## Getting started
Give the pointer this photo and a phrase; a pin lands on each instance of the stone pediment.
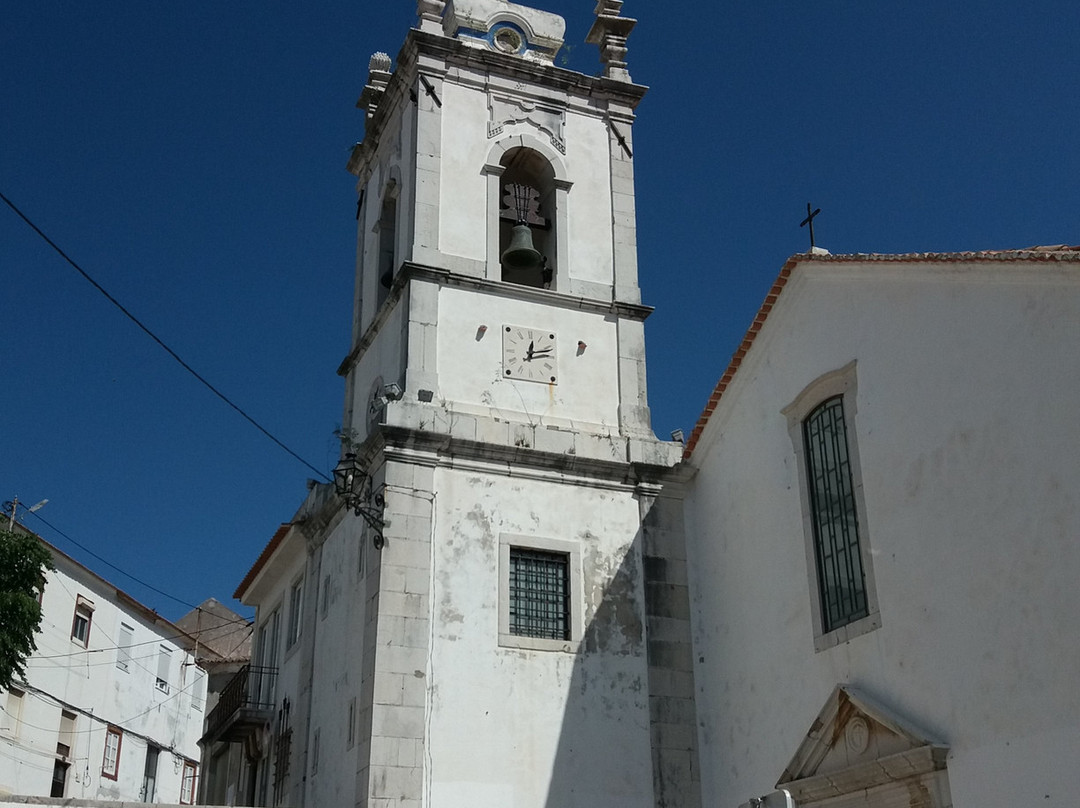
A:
(855, 744)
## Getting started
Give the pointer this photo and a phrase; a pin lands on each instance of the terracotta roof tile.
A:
(1049, 253)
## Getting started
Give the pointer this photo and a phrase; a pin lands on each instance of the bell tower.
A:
(517, 641)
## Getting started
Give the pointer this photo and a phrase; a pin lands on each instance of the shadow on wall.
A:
(629, 734)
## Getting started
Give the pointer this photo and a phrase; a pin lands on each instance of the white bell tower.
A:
(525, 633)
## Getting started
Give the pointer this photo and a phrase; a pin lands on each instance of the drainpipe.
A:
(309, 655)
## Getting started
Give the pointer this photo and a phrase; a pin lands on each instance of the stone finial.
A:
(378, 77)
(609, 31)
(379, 63)
(430, 13)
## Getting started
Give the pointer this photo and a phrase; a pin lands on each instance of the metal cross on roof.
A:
(809, 220)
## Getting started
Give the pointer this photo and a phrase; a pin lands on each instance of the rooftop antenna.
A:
(13, 506)
(809, 220)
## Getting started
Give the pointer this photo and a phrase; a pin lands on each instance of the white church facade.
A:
(851, 588)
(882, 497)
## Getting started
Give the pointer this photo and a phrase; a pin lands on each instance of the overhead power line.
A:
(110, 565)
(158, 339)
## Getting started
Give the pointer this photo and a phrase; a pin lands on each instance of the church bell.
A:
(521, 254)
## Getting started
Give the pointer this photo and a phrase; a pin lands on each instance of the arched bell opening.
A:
(527, 237)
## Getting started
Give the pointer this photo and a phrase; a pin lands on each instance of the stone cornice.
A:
(455, 53)
(410, 271)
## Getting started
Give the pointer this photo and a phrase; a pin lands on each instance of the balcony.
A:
(245, 705)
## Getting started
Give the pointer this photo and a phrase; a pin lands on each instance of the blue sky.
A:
(191, 158)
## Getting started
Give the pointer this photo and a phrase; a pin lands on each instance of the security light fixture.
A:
(358, 490)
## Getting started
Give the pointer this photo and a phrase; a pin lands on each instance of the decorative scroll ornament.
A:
(430, 13)
(505, 111)
(359, 493)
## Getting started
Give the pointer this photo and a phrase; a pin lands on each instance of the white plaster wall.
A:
(268, 593)
(338, 662)
(518, 727)
(64, 675)
(385, 359)
(462, 225)
(588, 163)
(967, 381)
(470, 369)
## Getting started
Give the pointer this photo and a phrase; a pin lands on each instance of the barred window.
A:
(539, 594)
(841, 582)
(110, 762)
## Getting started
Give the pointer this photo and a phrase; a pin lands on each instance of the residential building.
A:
(224, 649)
(112, 702)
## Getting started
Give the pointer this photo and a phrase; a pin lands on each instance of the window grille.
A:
(124, 646)
(840, 579)
(164, 660)
(110, 761)
(188, 783)
(539, 594)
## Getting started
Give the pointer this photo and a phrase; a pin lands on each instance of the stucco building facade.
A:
(881, 505)
(851, 588)
(112, 703)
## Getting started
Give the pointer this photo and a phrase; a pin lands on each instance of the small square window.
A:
(295, 613)
(188, 783)
(82, 620)
(164, 661)
(350, 732)
(124, 647)
(540, 593)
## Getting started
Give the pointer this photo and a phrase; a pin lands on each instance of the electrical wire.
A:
(112, 566)
(158, 339)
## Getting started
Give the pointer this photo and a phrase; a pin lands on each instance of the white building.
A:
(524, 598)
(112, 703)
(882, 522)
(497, 627)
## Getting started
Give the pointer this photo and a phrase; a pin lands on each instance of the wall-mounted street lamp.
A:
(358, 490)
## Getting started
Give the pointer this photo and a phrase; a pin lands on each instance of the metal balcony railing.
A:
(246, 702)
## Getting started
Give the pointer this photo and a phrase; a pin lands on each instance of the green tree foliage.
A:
(23, 564)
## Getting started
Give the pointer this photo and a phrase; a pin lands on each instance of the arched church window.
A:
(388, 231)
(527, 238)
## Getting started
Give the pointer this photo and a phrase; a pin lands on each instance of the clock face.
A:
(528, 354)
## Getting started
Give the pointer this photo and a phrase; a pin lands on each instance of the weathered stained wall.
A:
(537, 727)
(966, 431)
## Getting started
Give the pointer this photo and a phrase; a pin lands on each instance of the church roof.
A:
(1043, 253)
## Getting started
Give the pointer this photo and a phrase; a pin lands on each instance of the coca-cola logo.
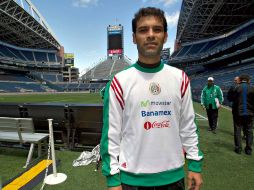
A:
(150, 125)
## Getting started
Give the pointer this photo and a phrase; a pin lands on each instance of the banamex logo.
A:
(150, 125)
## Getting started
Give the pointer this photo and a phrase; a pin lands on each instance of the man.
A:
(149, 118)
(211, 100)
(231, 96)
(245, 105)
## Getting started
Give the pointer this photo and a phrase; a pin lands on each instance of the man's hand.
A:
(115, 188)
(194, 181)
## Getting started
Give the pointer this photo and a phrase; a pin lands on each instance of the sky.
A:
(81, 25)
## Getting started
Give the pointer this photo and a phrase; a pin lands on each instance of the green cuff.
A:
(194, 166)
(113, 180)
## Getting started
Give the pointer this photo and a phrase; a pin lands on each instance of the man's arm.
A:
(115, 188)
(220, 95)
(203, 98)
(110, 140)
(195, 181)
(189, 136)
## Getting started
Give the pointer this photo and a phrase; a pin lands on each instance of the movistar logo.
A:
(148, 103)
(145, 103)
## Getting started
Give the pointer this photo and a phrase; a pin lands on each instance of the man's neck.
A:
(144, 65)
(150, 60)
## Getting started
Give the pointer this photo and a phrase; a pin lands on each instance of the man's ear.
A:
(134, 38)
(166, 37)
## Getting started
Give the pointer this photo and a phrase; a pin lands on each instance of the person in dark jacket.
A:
(231, 95)
(244, 99)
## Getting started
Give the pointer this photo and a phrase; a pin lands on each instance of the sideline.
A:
(201, 117)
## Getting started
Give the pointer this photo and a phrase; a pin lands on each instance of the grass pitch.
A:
(223, 169)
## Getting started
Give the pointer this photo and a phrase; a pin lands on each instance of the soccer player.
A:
(149, 118)
(211, 100)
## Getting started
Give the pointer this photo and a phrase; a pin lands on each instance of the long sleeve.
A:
(111, 133)
(203, 97)
(220, 95)
(188, 130)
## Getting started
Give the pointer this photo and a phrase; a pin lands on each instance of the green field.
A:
(54, 98)
(223, 169)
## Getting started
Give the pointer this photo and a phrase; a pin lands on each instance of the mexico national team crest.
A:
(155, 88)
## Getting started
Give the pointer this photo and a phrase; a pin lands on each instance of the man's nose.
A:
(150, 34)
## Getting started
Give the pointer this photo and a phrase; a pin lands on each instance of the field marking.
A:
(201, 117)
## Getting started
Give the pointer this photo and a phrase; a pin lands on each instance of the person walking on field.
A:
(244, 101)
(148, 118)
(211, 100)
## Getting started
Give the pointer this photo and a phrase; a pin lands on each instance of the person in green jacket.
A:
(211, 100)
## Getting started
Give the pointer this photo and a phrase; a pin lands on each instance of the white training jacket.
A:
(148, 126)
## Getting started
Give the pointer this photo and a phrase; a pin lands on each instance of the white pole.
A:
(51, 133)
(54, 178)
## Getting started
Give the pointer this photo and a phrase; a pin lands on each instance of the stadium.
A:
(38, 80)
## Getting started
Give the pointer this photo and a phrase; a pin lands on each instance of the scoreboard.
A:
(115, 40)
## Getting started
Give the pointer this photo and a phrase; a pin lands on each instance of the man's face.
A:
(210, 83)
(149, 36)
(237, 80)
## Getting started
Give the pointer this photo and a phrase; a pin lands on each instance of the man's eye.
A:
(142, 30)
(157, 30)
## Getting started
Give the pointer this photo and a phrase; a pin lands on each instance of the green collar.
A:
(149, 70)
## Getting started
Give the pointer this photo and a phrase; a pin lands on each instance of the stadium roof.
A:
(19, 28)
(200, 19)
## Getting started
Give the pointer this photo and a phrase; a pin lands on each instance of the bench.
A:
(21, 130)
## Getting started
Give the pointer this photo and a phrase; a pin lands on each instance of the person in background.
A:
(211, 100)
(231, 95)
(148, 118)
(244, 99)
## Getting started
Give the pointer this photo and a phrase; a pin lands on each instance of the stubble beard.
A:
(149, 53)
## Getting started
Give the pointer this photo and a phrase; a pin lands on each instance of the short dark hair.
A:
(149, 11)
(244, 78)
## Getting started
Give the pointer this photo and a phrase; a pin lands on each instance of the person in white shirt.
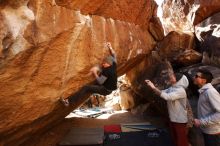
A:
(208, 108)
(176, 98)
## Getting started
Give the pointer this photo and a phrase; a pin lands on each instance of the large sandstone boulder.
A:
(208, 34)
(178, 48)
(47, 48)
(179, 15)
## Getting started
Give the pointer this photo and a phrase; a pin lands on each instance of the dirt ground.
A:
(54, 136)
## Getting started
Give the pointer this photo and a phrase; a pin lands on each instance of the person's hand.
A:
(150, 84)
(197, 123)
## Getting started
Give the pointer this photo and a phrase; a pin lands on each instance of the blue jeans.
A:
(211, 140)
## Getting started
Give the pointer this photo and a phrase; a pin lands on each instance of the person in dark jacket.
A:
(106, 79)
(208, 108)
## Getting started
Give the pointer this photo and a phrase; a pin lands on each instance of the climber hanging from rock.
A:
(106, 79)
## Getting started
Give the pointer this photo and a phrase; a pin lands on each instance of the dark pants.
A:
(87, 90)
(211, 140)
(179, 134)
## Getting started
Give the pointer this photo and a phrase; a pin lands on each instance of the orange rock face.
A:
(47, 49)
(183, 15)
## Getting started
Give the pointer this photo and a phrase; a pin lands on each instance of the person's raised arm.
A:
(111, 50)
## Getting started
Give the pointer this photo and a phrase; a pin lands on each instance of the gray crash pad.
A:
(83, 136)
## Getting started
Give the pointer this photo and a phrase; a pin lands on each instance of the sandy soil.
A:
(53, 136)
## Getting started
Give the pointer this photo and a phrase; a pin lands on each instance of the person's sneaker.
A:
(64, 101)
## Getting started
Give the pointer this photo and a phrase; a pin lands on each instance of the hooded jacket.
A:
(176, 98)
(209, 109)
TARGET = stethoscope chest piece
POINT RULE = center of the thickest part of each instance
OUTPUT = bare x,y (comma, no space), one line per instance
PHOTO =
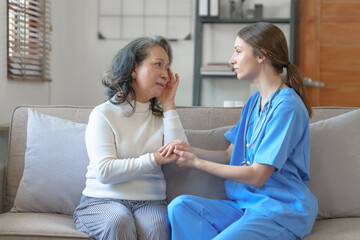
246,163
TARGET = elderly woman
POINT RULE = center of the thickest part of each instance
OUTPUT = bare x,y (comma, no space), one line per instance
124,197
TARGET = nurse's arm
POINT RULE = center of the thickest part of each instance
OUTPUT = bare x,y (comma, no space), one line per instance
215,156
255,175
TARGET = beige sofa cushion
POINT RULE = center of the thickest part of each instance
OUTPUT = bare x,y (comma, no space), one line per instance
335,165
55,166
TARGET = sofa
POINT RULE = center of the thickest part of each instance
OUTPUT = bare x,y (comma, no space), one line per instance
44,174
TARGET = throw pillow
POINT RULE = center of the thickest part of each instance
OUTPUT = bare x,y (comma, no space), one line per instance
192,181
335,165
55,166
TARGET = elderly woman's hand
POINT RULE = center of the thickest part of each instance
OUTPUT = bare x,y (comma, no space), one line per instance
167,97
169,148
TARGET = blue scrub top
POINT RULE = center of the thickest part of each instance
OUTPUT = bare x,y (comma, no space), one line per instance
283,142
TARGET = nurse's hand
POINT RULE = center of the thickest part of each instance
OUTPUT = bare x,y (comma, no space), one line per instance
169,148
186,159
160,160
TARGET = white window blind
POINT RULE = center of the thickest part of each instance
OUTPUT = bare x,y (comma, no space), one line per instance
29,43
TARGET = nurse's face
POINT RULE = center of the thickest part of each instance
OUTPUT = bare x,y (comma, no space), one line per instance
246,65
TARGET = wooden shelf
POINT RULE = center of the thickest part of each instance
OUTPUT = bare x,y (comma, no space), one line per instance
243,20
4,127
198,54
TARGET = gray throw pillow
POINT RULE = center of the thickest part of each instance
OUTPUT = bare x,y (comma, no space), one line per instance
335,165
192,181
55,166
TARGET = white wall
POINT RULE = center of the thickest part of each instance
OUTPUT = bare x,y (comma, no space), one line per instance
79,58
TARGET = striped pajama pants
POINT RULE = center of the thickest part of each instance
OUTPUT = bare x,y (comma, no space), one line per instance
122,219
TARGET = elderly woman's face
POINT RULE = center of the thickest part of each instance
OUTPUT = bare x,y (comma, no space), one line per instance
152,75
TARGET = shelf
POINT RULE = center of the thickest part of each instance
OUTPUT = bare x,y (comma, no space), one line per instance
198,54
243,20
4,127
218,75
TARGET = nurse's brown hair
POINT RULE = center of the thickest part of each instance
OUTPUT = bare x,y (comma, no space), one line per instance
269,41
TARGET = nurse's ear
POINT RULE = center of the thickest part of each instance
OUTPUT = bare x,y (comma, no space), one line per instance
261,58
134,71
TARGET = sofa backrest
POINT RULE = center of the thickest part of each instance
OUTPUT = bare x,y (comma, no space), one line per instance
193,118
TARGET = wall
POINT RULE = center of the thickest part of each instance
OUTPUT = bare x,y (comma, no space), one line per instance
79,58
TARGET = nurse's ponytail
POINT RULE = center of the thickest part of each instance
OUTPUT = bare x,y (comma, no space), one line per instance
268,40
294,79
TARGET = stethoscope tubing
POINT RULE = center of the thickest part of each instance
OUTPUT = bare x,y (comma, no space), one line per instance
256,133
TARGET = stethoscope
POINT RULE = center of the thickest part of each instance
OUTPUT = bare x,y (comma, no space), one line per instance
256,133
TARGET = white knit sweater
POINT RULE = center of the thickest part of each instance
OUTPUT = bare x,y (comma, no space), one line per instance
121,148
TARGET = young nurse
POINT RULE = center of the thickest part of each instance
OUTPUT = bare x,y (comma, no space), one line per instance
266,180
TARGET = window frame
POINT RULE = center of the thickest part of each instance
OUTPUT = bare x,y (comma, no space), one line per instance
28,40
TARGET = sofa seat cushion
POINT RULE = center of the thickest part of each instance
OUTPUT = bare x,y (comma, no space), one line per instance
38,226
335,229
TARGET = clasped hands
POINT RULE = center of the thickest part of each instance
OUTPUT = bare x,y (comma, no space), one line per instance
177,151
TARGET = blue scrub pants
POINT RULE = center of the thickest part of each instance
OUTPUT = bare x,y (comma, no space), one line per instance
194,217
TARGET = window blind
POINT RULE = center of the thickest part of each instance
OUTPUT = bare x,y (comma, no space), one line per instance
29,42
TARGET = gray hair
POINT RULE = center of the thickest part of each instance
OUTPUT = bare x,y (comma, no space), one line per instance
118,79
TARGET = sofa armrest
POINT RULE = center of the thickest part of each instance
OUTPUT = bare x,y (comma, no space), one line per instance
2,186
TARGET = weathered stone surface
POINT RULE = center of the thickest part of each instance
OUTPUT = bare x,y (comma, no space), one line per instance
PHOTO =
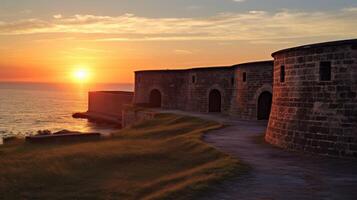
189,89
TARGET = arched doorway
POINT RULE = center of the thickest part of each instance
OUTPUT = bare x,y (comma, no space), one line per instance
215,101
155,98
264,105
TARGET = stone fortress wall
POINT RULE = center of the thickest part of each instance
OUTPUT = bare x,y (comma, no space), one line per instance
313,107
315,99
232,90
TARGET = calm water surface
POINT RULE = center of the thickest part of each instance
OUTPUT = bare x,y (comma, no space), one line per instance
26,108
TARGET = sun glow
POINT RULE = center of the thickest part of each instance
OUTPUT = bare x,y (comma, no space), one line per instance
81,75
===
Your answer must consist of every line in the listing that contains "building".

Give the pointer this photo and a phrase; a pin lands on each instance of the residential building.
Give the pointer this photo and a phrase; a pin lands on each instance of the stucco building facade.
Give the pointer this photo and a phrase; a pin lands on each instance of the white building.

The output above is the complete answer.